• **YOUR OBJECTIVE**: Go through the entries below and write each one out exactly.

::::::

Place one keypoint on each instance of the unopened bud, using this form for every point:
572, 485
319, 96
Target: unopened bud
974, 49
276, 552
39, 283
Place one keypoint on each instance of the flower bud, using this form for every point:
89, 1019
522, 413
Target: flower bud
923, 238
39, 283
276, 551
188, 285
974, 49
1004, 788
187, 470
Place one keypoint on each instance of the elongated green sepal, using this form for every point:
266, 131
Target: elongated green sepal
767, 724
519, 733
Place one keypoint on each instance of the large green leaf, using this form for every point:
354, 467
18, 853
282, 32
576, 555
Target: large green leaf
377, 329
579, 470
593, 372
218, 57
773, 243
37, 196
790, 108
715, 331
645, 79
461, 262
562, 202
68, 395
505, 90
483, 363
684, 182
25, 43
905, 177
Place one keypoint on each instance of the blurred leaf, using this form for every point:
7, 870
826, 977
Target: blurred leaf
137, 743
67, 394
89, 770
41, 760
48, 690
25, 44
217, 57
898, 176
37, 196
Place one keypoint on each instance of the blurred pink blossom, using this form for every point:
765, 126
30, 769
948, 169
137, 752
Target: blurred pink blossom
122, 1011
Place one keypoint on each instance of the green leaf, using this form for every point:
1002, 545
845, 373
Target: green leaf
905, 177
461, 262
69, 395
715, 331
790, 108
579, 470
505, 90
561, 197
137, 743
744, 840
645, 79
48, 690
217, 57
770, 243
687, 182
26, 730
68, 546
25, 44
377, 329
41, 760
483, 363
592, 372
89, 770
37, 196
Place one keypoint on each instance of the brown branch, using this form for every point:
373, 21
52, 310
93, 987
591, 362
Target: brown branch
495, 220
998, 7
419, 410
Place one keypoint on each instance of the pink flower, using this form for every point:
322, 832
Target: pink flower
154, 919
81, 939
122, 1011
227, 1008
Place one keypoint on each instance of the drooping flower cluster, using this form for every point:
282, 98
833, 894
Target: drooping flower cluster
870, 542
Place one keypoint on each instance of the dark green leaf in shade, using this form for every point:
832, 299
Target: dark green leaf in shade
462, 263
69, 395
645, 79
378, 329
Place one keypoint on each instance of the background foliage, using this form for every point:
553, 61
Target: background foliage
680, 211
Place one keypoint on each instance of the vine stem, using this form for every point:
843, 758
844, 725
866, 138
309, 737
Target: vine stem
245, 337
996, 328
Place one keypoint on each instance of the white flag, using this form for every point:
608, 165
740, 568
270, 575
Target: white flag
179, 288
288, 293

::::::

• **YOUR SOLUTION**:
Place one keypoint on each instance of the unopened bud, using this form for every point:
572, 485
319, 96
Target: unopened bud
974, 49
276, 552
39, 283
Place one keypoint on each instance of the flower bud, using this form for every point:
89, 1019
522, 413
Target: flower bud
923, 238
39, 283
276, 551
188, 285
974, 49
1004, 788
187, 470
Place one keypoint on each instance of the elongated green sepal, using this form for every point:
266, 131
Target: elongated green sepal
767, 724
519, 733
Place one keypoint on each instance of the large green leaf, using this form for every point:
354, 467
18, 853
282, 32
576, 555
Target: large green leaf
377, 329
579, 470
593, 372
218, 57
773, 243
37, 196
790, 108
715, 331
645, 79
461, 262
562, 202
68, 395
505, 90
483, 363
684, 182
25, 43
905, 177
Place one keypoint on each instance of the blurred leaf, using this form for every point:
7, 870
826, 977
Target: blurred leaf
137, 743
67, 394
89, 770
41, 760
48, 690
25, 44
217, 57
898, 176
37, 196
Place one keypoint on each instance of the blurred pink blossom, using this form for every point:
765, 126
30, 769
948, 169
137, 752
Target: blurred pink blossom
122, 1011
Place one keypoint on each instance of the green leaf, using this form for every point:
1002, 545
845, 373
Target: green leaf
905, 177
461, 262
69, 395
715, 331
790, 108
579, 470
505, 90
561, 197
137, 743
744, 840
645, 79
48, 690
217, 57
770, 243
687, 182
26, 730
68, 546
25, 44
377, 329
41, 760
483, 363
592, 372
89, 770
37, 196
Place one keypoint on each instance of the brown branch, using this form for every point:
373, 21
52, 310
93, 987
591, 362
Target: brown branch
495, 220
998, 7
419, 410
Place one keypoint on each instance of the pink flower, using this form for every point:
322, 832
Target: pink flower
154, 919
81, 939
122, 1011
227, 1008
Place one keypoint on each instance of the drooping flower cluster, using this form for every point:
282, 98
833, 894
Target: drooping flower cluster
870, 542
Place one keypoint on each instance of the dark green leaf in shade, using this form for every point:
832, 299
Target: dark green leaf in shade
462, 263
69, 395
645, 79
378, 329
Place one keypoint on each instance of the background foliage, using this form for every point:
553, 61
Target: background foliage
680, 211
Place one keypoint on each instance of the vine stem, using this form for every point:
843, 758
844, 725
866, 138
309, 737
Target: vine stem
245, 337
996, 328
Place one keypoint on each instance of the white flag, using this form for every point:
608, 165
740, 568
270, 575
Target: white flag
179, 288
288, 293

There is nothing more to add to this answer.